**RECORDS:**
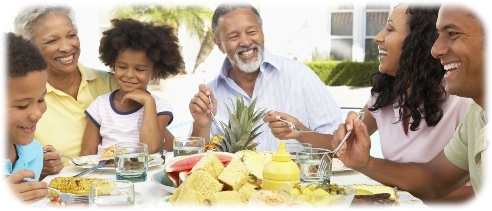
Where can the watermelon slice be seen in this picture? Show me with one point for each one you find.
(178, 169)
(187, 162)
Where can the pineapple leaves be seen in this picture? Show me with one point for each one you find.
(240, 133)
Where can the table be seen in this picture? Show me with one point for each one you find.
(154, 194)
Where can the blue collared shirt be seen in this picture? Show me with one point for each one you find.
(30, 157)
(284, 85)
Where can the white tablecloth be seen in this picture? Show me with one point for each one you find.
(154, 194)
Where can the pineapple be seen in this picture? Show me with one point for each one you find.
(240, 133)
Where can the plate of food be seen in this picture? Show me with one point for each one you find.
(93, 160)
(338, 166)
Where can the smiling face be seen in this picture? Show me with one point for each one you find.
(460, 47)
(57, 38)
(133, 70)
(390, 40)
(26, 105)
(241, 39)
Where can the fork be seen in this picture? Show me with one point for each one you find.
(326, 157)
(71, 159)
(294, 127)
(70, 198)
(212, 116)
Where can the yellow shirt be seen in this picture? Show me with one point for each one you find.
(63, 124)
(469, 144)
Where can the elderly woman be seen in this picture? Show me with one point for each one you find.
(71, 87)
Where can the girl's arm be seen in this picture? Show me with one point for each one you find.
(91, 139)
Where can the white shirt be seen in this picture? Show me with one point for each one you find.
(116, 126)
(284, 85)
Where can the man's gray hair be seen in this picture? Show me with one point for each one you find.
(224, 8)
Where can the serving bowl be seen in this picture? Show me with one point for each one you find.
(321, 195)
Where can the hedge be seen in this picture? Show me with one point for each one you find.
(341, 73)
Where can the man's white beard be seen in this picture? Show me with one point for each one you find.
(252, 65)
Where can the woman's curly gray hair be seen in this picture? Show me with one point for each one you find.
(28, 16)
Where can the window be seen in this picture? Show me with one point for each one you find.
(353, 28)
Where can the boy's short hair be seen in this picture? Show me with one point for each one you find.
(23, 57)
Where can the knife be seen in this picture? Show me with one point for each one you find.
(89, 170)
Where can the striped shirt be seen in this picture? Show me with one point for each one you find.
(284, 85)
(116, 126)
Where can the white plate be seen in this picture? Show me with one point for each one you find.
(163, 202)
(93, 160)
(140, 201)
(337, 166)
(157, 179)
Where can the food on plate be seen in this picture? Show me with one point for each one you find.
(186, 163)
(201, 187)
(255, 161)
(234, 175)
(246, 191)
(211, 163)
(74, 185)
(226, 198)
(320, 194)
(200, 181)
(274, 198)
(381, 195)
(239, 133)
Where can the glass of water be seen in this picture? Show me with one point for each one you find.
(309, 161)
(111, 194)
(292, 148)
(188, 145)
(131, 161)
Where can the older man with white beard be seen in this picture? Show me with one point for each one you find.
(289, 89)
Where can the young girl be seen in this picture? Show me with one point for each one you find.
(26, 87)
(136, 52)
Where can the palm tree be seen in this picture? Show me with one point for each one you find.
(196, 19)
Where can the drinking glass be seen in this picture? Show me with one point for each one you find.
(309, 160)
(188, 145)
(111, 193)
(292, 148)
(131, 161)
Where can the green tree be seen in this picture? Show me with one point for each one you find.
(197, 20)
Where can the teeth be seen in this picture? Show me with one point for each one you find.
(247, 53)
(452, 66)
(65, 59)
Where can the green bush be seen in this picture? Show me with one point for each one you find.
(338, 73)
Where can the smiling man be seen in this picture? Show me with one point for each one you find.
(252, 72)
(461, 49)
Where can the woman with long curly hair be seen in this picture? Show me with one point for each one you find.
(409, 106)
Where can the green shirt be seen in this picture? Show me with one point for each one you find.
(468, 144)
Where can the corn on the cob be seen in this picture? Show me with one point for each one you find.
(75, 185)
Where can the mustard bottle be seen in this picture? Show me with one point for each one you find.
(281, 170)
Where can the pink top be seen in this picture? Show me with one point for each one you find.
(425, 143)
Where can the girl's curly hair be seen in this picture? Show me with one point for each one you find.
(158, 41)
(417, 84)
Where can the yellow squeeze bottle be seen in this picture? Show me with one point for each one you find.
(281, 170)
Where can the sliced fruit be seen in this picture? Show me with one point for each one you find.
(363, 192)
(187, 162)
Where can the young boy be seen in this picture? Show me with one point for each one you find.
(136, 52)
(26, 87)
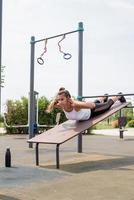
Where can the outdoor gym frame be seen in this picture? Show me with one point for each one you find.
(32, 60)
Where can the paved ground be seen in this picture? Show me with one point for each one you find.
(104, 171)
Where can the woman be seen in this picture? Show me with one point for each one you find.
(81, 110)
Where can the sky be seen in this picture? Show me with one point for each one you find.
(108, 46)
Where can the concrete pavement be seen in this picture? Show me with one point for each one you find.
(104, 171)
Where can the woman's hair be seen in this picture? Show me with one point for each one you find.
(62, 90)
(54, 102)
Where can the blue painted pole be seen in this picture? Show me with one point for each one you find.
(80, 73)
(31, 94)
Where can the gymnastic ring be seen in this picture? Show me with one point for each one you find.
(40, 61)
(67, 56)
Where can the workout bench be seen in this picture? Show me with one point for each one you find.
(69, 129)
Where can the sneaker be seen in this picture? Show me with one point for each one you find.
(102, 99)
(105, 98)
(121, 98)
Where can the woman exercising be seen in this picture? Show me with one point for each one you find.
(81, 110)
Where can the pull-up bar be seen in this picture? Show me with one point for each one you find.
(107, 95)
(52, 37)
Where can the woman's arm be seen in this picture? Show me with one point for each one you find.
(83, 104)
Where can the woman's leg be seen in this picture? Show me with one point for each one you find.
(102, 107)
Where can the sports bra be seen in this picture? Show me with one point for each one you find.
(82, 114)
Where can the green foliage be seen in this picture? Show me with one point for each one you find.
(131, 123)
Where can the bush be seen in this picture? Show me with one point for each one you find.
(131, 123)
(115, 124)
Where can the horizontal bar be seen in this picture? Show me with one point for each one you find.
(48, 38)
(109, 95)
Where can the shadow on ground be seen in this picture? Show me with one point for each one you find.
(87, 166)
(5, 197)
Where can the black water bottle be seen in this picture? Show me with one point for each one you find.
(8, 158)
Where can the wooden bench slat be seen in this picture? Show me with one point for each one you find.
(71, 128)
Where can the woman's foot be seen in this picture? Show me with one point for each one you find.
(121, 98)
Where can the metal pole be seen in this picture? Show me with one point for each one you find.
(0, 47)
(80, 74)
(31, 96)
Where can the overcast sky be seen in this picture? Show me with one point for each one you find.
(108, 58)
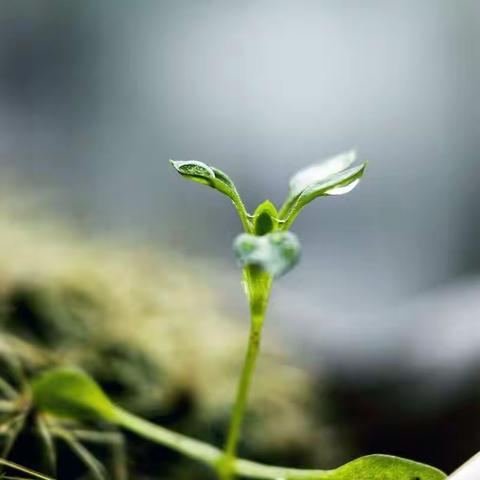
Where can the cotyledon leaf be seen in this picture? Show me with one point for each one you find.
(205, 174)
(334, 176)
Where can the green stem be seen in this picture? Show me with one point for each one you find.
(242, 213)
(208, 454)
(258, 288)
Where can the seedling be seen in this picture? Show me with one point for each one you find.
(265, 251)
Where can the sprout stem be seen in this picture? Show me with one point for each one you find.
(258, 288)
(208, 454)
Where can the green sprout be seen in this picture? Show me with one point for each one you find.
(265, 251)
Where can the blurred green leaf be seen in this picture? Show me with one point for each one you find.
(373, 467)
(71, 393)
(276, 253)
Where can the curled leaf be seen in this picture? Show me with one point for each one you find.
(276, 253)
(206, 175)
(71, 393)
(334, 176)
(265, 218)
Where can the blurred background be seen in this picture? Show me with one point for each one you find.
(95, 97)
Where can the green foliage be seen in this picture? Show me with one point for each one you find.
(334, 176)
(206, 175)
(276, 253)
(71, 393)
(265, 218)
(384, 467)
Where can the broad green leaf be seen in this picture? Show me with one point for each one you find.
(319, 172)
(276, 253)
(206, 175)
(384, 467)
(335, 176)
(265, 218)
(72, 393)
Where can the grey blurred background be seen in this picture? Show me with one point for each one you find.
(95, 97)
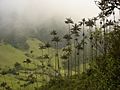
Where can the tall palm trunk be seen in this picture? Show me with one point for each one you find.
(58, 63)
(84, 66)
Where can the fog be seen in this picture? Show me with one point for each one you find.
(19, 13)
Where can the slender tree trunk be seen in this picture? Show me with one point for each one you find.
(83, 49)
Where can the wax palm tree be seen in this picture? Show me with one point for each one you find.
(94, 20)
(65, 58)
(78, 47)
(82, 23)
(56, 39)
(75, 31)
(69, 21)
(90, 24)
(68, 38)
(67, 51)
(54, 34)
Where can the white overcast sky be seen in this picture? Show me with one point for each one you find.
(44, 9)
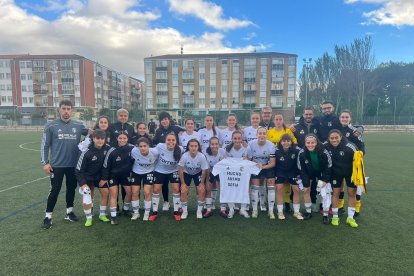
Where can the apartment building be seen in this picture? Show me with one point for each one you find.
(206, 83)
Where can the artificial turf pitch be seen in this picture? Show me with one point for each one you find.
(381, 245)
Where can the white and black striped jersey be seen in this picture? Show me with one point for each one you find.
(250, 134)
(212, 160)
(144, 164)
(185, 137)
(261, 154)
(205, 136)
(194, 165)
(166, 163)
(234, 153)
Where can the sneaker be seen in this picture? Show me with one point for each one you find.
(307, 216)
(166, 206)
(153, 217)
(177, 216)
(335, 221)
(135, 216)
(184, 215)
(114, 220)
(47, 223)
(88, 222)
(298, 215)
(146, 216)
(71, 217)
(351, 222)
(287, 207)
(208, 214)
(244, 214)
(255, 214)
(230, 214)
(223, 214)
(103, 218)
(127, 213)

**GIVEN INSTRUCTION:**
Omit all pictures and write out, exactly, only the lines from the line containing "Where can the grey" through the last line of the entries above.

**RESULT:**
Where can the grey blurred background be seen in this picture? Show me with one point for each one you find.
(95, 97)
Where can the tall palm trunk be seen in this picture? Show me with one point for each one you find.
(58, 63)
(84, 66)
Where can the fog be seen in this picture? Show me with one point for each one you find.
(19, 13)
Where can the slender tree trunk be seen in this picture? Show me with one point for each one you find.
(83, 49)
Where can the wax palm tree be seen in this picture? Show me with one point for each one you find.
(94, 20)
(65, 58)
(78, 47)
(82, 23)
(56, 39)
(75, 31)
(69, 21)
(90, 24)
(68, 38)
(67, 51)
(54, 34)
Where can the white overcast sky be seen in this picture? Show me with one point for each one you find.
(44, 9)
Where can the apartment building be seen in this picture? Show me with one point for each one you find.
(206, 83)
Where can the artificial turf pitch be seen in this picture? Show me with one point for each one you find.
(381, 245)
Where can the white and black striped jersey be seen in this picture? Show me with one point for each one you find.
(250, 134)
(212, 160)
(144, 164)
(185, 137)
(261, 154)
(205, 136)
(194, 165)
(166, 163)
(234, 153)
Where can the sneaker be seen in this picture? Show me with one point for each one you find.
(307, 216)
(166, 206)
(153, 217)
(177, 216)
(335, 221)
(135, 216)
(184, 215)
(114, 220)
(47, 223)
(88, 222)
(298, 215)
(146, 216)
(71, 217)
(351, 222)
(287, 207)
(208, 214)
(244, 214)
(255, 214)
(230, 214)
(223, 214)
(103, 218)
(127, 213)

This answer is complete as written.